(Task directions): Quote every line of the listing below word for word, leaving out the pictures.

[Collection entries]
.....
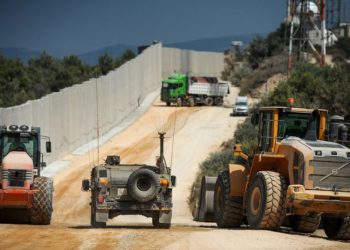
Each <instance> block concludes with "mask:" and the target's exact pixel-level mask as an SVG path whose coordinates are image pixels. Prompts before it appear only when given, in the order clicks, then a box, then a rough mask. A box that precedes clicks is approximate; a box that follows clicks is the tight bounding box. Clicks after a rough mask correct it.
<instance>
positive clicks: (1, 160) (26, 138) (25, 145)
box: [1, 133, 38, 164]
mask: <svg viewBox="0 0 350 250" xmlns="http://www.w3.org/2000/svg"><path fill="white" fill-rule="evenodd" d="M37 143H38V142H37V140H36V138H35V137H34V136H33V135H30V134H28V135H26V136H23V134H22V136H21V135H20V134H19V133H14V134H4V135H3V136H2V137H1V149H2V150H1V161H2V159H3V158H4V157H5V156H6V155H7V154H8V153H10V152H11V151H24V152H27V154H28V155H29V156H30V157H31V158H32V159H33V161H34V164H35V163H36V162H35V161H36V159H37V155H36V154H37V152H36V150H35V148H37Z"/></svg>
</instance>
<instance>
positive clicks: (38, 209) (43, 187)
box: [30, 177, 53, 225]
mask: <svg viewBox="0 0 350 250" xmlns="http://www.w3.org/2000/svg"><path fill="white" fill-rule="evenodd" d="M33 187H34V188H35V189H39V191H38V192H35V193H34V195H33V207H32V208H31V211H30V221H31V223H32V224H37V225H49V224H50V222H51V215H52V193H53V180H52V179H51V178H47V177H37V178H35V179H34V183H33Z"/></svg>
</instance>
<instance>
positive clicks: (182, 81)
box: [160, 74, 188, 106]
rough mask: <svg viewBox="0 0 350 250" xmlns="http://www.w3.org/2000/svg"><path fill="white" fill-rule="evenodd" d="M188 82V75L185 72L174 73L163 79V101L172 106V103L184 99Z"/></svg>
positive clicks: (160, 95)
mask: <svg viewBox="0 0 350 250" xmlns="http://www.w3.org/2000/svg"><path fill="white" fill-rule="evenodd" d="M187 82H188V77H187V76H186V75H183V74H172V75H171V76H169V77H168V79H165V80H163V81H162V89H161V95H160V99H161V101H163V102H165V103H166V105H167V106H170V104H171V103H177V102H179V100H182V99H183V98H184V97H185V96H186V90H187ZM177 104H179V103H177ZM181 105H182V103H181ZM181 105H179V106H181Z"/></svg>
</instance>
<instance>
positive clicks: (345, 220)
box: [322, 216, 350, 240]
mask: <svg viewBox="0 0 350 250" xmlns="http://www.w3.org/2000/svg"><path fill="white" fill-rule="evenodd" d="M322 224H323V229H324V231H325V233H326V235H327V237H328V238H329V239H332V240H350V217H349V216H347V217H345V218H322Z"/></svg>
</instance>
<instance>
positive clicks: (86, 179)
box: [81, 179, 90, 192]
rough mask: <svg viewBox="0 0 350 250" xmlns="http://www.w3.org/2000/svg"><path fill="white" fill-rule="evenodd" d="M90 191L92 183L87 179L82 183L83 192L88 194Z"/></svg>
mask: <svg viewBox="0 0 350 250" xmlns="http://www.w3.org/2000/svg"><path fill="white" fill-rule="evenodd" d="M89 189H90V181H89V180H87V179H85V180H83V181H82V182H81V190H82V191H85V192H87V191H89Z"/></svg>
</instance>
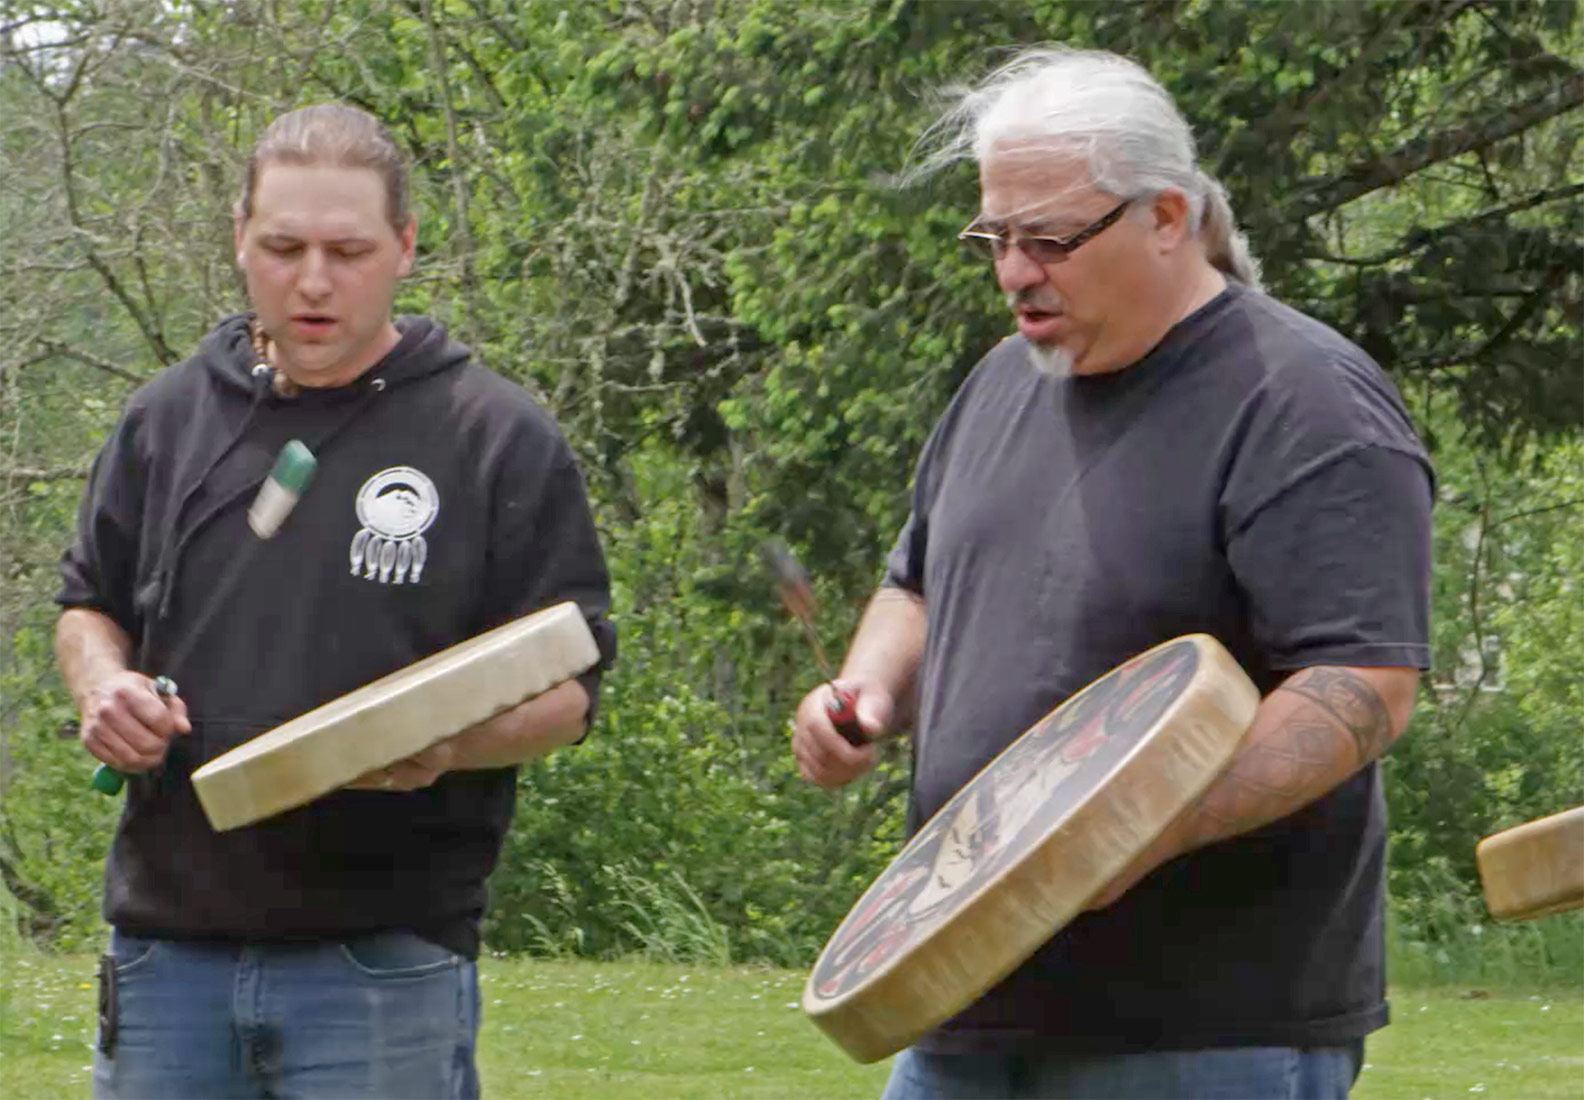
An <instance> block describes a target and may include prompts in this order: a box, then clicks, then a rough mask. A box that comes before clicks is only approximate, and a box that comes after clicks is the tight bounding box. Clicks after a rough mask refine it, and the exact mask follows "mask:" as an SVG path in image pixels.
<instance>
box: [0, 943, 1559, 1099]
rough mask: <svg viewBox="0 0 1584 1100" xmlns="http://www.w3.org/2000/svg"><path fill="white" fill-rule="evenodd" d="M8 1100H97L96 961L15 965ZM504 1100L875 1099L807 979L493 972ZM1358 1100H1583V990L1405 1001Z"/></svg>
.....
(Task result):
Each <instance> block concludes with "mask:" and the target's exact pixel-level mask as an SVG path whose coordinates are image pixels. Prompts before it appear only when given, in the order clicks, then a box, then a rough mask. A box that precedes clicks is approximate; a box that follows clicks is the tight bounding box. Clicks after a rough mask correct it.
<instance>
positive clicks: (1, 160) (26, 138) (25, 145)
box: [1, 133, 38, 164]
mask: <svg viewBox="0 0 350 250" xmlns="http://www.w3.org/2000/svg"><path fill="white" fill-rule="evenodd" d="M37 143H38V142H37V140H36V138H35V137H34V136H33V135H30V134H28V135H26V136H23V134H22V136H21V135H20V134H19V133H14V134H4V135H3V136H2V137H1V149H2V150H1V161H2V159H3V158H4V157H5V156H6V155H7V154H8V153H10V152H11V151H24V152H27V154H28V155H29V156H30V157H31V158H32V159H33V161H34V164H35V163H36V162H35V161H36V159H37V155H36V154H37V152H36V150H35V148H37Z"/></svg>
</instance>
<instance>
positive clicks: (38, 209) (43, 187)
box: [30, 177, 53, 225]
mask: <svg viewBox="0 0 350 250" xmlns="http://www.w3.org/2000/svg"><path fill="white" fill-rule="evenodd" d="M33 187H34V188H35V189H39V191H38V192H35V193H34V195H33V207H32V208H31V211H30V221H31V223H32V224H37V225H49V224H50V222H51V215H52V193H53V180H52V179H51V178H47V177H37V178H35V179H34V183H33Z"/></svg>
</instance>
<instance>
positive clicks: (182, 81)
box: [160, 74, 188, 106]
rough mask: <svg viewBox="0 0 350 250" xmlns="http://www.w3.org/2000/svg"><path fill="white" fill-rule="evenodd" d="M188 82V75L185 72L174 73L163 79V101L172 106V103L184 99Z"/></svg>
positive clicks: (160, 95)
mask: <svg viewBox="0 0 350 250" xmlns="http://www.w3.org/2000/svg"><path fill="white" fill-rule="evenodd" d="M187 82H188V77H187V76H186V75H183V74H172V75H171V76H169V77H168V79H165V80H163V81H162V89H161V95H160V99H161V101H163V102H165V103H166V105H167V106H170V104H171V103H177V102H179V100H182V99H183V98H184V97H185V96H186V90H187ZM177 104H179V103H177ZM181 105H182V103H181ZM181 105H179V106H181Z"/></svg>
</instance>
<instance>
positive clicks: (345, 220)
box: [322, 216, 350, 240]
mask: <svg viewBox="0 0 350 250" xmlns="http://www.w3.org/2000/svg"><path fill="white" fill-rule="evenodd" d="M322 224H323V229H324V231H325V233H326V235H327V237H328V238H329V239H332V240H350V217H349V216H347V217H345V218H322Z"/></svg>
</instance>
<instance>
positive clicks: (86, 179)
box: [81, 179, 90, 192]
rough mask: <svg viewBox="0 0 350 250" xmlns="http://www.w3.org/2000/svg"><path fill="white" fill-rule="evenodd" d="M90 191L92 183L87 179L82 183L83 192L88 194Z"/></svg>
mask: <svg viewBox="0 0 350 250" xmlns="http://www.w3.org/2000/svg"><path fill="white" fill-rule="evenodd" d="M89 189H90V181H89V180H87V179H85V180H83V181H82V182H81V190H82V191H85V192H87V191H89Z"/></svg>
</instance>
An <instance> block describes a target and may include prompts in this order: a box, then clicks, then a rough mask. A box that comes before clicks is only approximate, and a box that comes after clicks is the tight bounding box. Clicks after a rough mask refine it, and the exact mask follows "mask:" as an SVG path in image pixels.
<instance>
box: [0, 943, 1559, 1099]
rough mask: <svg viewBox="0 0 1584 1100" xmlns="http://www.w3.org/2000/svg"><path fill="white" fill-rule="evenodd" d="M8 1100H97L96 961L15 965ZM504 1100L875 1099L807 979L493 972ZM1358 1100H1583V990L1405 1001Z"/></svg>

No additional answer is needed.